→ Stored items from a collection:

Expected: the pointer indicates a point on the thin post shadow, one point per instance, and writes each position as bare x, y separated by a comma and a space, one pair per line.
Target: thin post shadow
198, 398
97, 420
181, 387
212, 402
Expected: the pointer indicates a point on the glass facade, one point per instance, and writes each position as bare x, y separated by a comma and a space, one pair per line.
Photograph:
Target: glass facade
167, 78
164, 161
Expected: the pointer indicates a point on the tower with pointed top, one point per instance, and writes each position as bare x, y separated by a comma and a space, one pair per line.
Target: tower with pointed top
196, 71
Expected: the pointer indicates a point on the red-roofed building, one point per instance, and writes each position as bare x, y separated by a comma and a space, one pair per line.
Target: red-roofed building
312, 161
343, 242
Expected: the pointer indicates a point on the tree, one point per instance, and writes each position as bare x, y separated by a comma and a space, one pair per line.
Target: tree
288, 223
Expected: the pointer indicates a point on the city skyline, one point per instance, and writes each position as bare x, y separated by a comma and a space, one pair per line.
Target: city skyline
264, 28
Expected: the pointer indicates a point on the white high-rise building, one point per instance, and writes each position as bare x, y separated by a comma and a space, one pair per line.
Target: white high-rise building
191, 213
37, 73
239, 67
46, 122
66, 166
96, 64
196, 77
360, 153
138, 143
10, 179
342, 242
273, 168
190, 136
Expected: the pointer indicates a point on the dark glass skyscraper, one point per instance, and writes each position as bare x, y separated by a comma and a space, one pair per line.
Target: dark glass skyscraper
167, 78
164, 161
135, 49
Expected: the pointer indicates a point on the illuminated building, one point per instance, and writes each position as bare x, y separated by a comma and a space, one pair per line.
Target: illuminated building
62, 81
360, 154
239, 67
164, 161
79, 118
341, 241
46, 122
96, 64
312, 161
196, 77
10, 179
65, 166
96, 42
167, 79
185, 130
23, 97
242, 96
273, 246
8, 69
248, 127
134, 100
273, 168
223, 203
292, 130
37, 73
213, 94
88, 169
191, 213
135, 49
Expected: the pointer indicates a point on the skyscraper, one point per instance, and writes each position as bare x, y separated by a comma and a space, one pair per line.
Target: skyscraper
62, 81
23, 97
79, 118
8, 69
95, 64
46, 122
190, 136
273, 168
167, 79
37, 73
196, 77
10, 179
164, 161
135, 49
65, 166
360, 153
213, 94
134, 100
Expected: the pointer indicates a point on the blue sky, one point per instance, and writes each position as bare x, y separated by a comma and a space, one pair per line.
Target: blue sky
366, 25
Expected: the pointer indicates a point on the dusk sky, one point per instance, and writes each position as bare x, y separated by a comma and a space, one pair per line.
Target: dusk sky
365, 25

→ Exercise objective:
Your answer should consist only of the lines from the one with "Expected: the pointer indicates a point on the illuminated" through the end of the data above, reproduced exactly.

→ Expected answer:
Expected: the pointer indicates a point on the illuminated building, one point per instance, and writes each position as bare x, y separated by a comma and a space, one pair per line.
Target: illuminated building
62, 81
360, 154
239, 67
164, 161
79, 118
341, 241
46, 122
96, 64
312, 161
196, 77
10, 179
65, 166
96, 42
167, 79
185, 130
23, 97
242, 96
273, 246
8, 69
248, 127
134, 100
273, 168
223, 203
292, 130
37, 73
213, 94
88, 169
191, 213
135, 49
Expected: the pointer indicates a point on the skyscraper, one point per instance, and writes each position as bare x, y separated by a comma and a space, one pair per line.
Target: skyscraper
62, 81
23, 97
79, 118
8, 69
95, 64
46, 122
190, 136
273, 168
167, 79
37, 73
196, 77
10, 179
164, 161
135, 49
65, 166
360, 153
213, 94
134, 100
Expected: the pointer indicates a point on the blue sky, one point per instance, and writes each position as bare x, y separated by a comma and a space, one pair per line.
Target: blue sky
366, 25
Expected: the pointer indicates a point on the dusk sky, one point per instance, and writes each position as bare x, y separated by a comma and a space, one pair per line.
Target: dusk sky
365, 25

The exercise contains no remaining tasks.